## Korte opdracht
Herhaal uit de tekst over het symposium letterlijk het stuk vanaf "1997: European Tectonics" tot en met "en de lezingen.".

## Tekstgedeelte
1997: European Tectonics

Gehouden op 19 maart 1997

De symposiumcommissie van het Geologisch College Miölnir is er wederom in geslaagd om een bijzonder interessant symposium te organiseren. Dit jaar wordt de tektoniek van Europa besproken, met een nadruk op gebieden in Oost-Europa. Uiteraard gebeurd dit niet zonder buitenlandse vertegenwoordiging.
Op deze pagina vindt U informatie over het programma en de lezingen.
Zoals ieder jaar is het symposium voor iedereen bedoelt en de toegang is gratis. Voor diegene die het symposium hebben bezocht, organiseert Miölnir tevens een borrel op Unitas S.R. om alles te laten bezinken.

De symposiumcommissie 1997:
Almar A. de Ronde Praeses
Hester E. van de Kasteele Ab-actis
Femke M. Roos Fiscus
Douwe G. van der Meer Vice Ab-actis
Bouko B.S.A. Vogelaar Assessor I
Martine G.C. Vernooy Assessor II

Program:
13:00 Opening Symposium.

13:10 Dr. Svetlana V. Bogdanova (Department of Geology, University of Lund, Sweden) :
“A new image of the old East European Craton”

13:55 Dr. Randell Stephenson (Netherlands Research School of Sedimentary Geology, Vrije Universiteit, Amsterdam):
“EUROPROBE studies of the intracratonic Pripyat-Dniepr-Donets Basin, Belarus and Ukraine”

14:40 Dr. Hanneke Paulssen (Faculty of Earth Sciences, Utrecht University):
“Structure beneath Europe from seismological research at Utrecht University”

15:25 Coffee break

15:55 Prof.dr. M.J.R Wortel (Faculty of Earth Sciences, Utrecht University):
“Arc migration, basin development and orogenic processes in the Alpine-Mediterranean region”

16:40 Prof.dr. S.A.P.L. Cloetingh (Netherlands Research School of Sedimentary Geology, Vrije Universiteit, Amsterdam):
“Tectonics and orogenic processes:towards integrated models”

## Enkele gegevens
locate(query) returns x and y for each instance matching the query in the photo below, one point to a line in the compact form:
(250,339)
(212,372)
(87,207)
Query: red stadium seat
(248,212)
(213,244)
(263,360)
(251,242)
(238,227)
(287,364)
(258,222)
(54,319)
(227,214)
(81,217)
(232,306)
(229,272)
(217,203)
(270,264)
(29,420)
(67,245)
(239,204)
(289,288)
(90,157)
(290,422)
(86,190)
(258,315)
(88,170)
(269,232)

## Volledig antwoord
1997: European Tectonics

Gehouden op 19 maart 1997

De symposiumcommissie van het Geologisch College Miölnir is er wederom in geslaagd om een bijzonder interessant symposium te organiseren. Dit jaar wordt de tektoniek van Europa besproken, met een nadruk op gebieden in Oost-Europa. Uiteraard gebeurd dit niet zonder buitenlandse vertegenwoordiging.
Op deze pagina vindt U informatie over het programma en de lezingen.